◆ Excerpt ◆

● ● ● ● ● ● ●

Transfer of shares in an ASA-company is, as a general rule, neither subject to notification from the buyer nor subject to approval from the target company, however the articles of association of the target company may describe otherwise.
Even though transfer of shares in ASA-companies are generally not subject to approval, the buyer may only exercise its shareholders rights when the transfer is registered in a shareholder register kept with a securities register (required under the PLLCA), or the transfer is notified and verified without being prevented by restrictions such as consent or pre-emption rights. Also, the articles of association of such ASA-companies may provide that the right to attend and vote at the general meeting can only be exercised if the transfer has been entered in the register of shareholders five working days before the meeting. Exercise of dividend rights, other disbursements and the right to participate and subscribe for new shares in capital increases is further always conditioned upon registration in the shareholders register kept with the securities register. The previous owner of the shares is obligated to ensure that the transfer is reported to the securities registry immediately following the share transfer. Note that for ASA-companies, it is assumed that a seller (unless otherwise agreed with the buyer) loses its rights to vote on the general meeting from the date he enters into a binding agreement to sell the shares, and that the buyer cannot exercise this right until he is entered into the register of shareholders.
Under Russian law, formalities associated with registration of transfer of title would differ depending on the legal organisational form of a target company.
The right to register transfer of title to shares in joint-stock companies is vested with professional independent registrars or, as the case may be, depositaries (nominal holders).
Although overall approach to registration may slightly vary from one registrar/depositary to another, the general rule is that in order to register transfer of shares, the buyer shall provide to the registrar/ depositary a set of required documents, which usually include the seller’s transfer instruction as well as a set of documents with respect to the buyer required to open the relevant personal account with the registrar / depositary (usually includes the new shareholder’s questionnaire, charter, resolution on establishment, etc.).
With regard to limited liability companies, transfer of participation interest requires mandatory certification by a notary public of the relevant participatory interest sale and purchase agreement. Once notarial certification is in place, the relevant title change is to be entered into the Unified State Register of Legal Entities. In order to effect such entry, an application drafted pursuant to an approved form is submitted within 2 (two) business days of certification of the agreement to the registration authorities, which then have 5 (five) business days to register the transfer of title to participatory interest.
There is no equivalent of a stock transfer form in the Kingdom.
For the completion of share transfers in an LLC, the LLC articles should be amended, and the register of members updated, to reflect the changes in shareholdings. To amend the LLC articles an application is made to the MOCI to approve amendments which, once approved, must then be signed by all LLC shareholders before a local notary public. Changes to the register of members must also be notified to the MOCI.
Where the entity is a JSC, updates are to be made to the share register following a transfer but there is no requirement to amend the JSC's articles of association or bylaws to effect a share transfer.

● ● ● ● ● ● ●

◆ The request ◆
In the excerpt on share transfers, how many business days do the registration authorities have to register a transfer of title to a participatory interest in a Russian limited liability company?

● ● ● ● ● ● ●

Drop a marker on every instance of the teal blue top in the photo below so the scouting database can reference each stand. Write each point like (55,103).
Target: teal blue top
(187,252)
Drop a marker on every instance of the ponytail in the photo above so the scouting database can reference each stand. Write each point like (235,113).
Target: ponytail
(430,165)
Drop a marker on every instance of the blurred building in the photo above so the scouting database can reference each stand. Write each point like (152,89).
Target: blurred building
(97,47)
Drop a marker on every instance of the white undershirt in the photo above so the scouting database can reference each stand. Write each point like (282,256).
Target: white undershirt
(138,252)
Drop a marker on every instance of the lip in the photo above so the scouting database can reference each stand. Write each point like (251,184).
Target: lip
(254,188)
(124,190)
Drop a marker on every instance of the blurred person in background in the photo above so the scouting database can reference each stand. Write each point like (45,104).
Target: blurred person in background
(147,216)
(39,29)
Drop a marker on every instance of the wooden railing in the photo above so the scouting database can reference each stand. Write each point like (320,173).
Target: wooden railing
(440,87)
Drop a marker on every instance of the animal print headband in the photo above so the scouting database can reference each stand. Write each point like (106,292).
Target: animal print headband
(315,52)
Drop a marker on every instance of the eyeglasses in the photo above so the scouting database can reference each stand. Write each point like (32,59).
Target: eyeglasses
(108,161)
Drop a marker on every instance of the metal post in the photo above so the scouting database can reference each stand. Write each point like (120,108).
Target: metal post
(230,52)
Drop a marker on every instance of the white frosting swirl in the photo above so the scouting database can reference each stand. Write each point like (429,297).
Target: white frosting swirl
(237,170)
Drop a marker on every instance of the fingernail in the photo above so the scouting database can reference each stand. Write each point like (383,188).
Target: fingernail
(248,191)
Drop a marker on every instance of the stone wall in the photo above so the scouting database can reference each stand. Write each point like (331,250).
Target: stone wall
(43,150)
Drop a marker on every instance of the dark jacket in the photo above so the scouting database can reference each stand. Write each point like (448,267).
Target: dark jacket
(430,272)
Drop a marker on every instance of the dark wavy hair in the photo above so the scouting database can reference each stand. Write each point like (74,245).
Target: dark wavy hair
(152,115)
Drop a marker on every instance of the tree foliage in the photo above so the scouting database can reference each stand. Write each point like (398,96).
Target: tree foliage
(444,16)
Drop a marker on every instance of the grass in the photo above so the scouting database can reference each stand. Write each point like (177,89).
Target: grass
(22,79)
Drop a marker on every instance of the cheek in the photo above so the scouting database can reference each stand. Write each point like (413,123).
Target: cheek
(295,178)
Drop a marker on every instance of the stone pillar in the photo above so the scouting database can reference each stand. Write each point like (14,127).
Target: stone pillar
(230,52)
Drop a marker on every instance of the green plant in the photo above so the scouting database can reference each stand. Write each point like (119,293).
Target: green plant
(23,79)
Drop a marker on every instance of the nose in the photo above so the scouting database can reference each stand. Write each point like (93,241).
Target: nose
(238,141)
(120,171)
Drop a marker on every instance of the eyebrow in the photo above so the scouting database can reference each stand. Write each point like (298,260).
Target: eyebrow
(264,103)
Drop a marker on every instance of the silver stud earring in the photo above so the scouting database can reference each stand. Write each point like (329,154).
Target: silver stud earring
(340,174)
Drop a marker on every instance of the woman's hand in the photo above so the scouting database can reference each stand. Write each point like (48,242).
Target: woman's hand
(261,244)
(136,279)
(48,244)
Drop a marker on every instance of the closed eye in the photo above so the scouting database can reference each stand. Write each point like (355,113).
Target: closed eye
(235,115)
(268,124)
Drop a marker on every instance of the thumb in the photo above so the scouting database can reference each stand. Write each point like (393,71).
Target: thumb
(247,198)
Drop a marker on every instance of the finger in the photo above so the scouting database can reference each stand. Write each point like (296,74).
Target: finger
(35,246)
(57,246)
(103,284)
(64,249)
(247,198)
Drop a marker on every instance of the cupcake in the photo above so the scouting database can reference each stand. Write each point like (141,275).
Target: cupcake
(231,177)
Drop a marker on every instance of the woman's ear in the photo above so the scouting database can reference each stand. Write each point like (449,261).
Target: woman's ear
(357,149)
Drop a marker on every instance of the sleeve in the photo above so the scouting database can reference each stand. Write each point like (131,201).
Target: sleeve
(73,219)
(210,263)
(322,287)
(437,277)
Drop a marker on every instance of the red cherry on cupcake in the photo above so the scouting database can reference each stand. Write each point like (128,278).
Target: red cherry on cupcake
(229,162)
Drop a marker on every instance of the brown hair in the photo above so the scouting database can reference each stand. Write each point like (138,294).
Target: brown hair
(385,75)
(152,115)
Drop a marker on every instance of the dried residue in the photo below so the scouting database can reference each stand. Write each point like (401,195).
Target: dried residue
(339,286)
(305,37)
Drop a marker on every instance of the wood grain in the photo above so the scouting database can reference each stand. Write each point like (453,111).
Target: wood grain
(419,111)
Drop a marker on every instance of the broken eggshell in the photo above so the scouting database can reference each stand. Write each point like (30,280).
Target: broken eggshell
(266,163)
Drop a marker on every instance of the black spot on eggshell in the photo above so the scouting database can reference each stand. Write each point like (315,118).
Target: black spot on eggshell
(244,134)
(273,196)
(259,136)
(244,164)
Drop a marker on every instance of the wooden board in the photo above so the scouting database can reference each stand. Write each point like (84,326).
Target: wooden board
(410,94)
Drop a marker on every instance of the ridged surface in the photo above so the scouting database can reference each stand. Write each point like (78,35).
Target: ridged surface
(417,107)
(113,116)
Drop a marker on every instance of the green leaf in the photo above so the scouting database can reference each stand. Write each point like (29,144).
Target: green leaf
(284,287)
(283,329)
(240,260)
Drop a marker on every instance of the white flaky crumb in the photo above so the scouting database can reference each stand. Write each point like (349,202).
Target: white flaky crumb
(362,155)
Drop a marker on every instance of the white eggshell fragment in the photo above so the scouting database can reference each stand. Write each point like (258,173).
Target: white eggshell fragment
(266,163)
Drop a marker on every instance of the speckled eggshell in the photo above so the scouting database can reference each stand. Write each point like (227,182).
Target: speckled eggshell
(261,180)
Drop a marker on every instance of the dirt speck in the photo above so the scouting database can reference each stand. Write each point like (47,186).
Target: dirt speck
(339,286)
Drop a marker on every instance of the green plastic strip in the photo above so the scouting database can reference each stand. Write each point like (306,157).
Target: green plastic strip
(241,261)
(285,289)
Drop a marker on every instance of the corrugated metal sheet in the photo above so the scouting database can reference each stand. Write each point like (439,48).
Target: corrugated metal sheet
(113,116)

● ● ● ● ● ● ●

◆ Correct answer ◆
Five business days.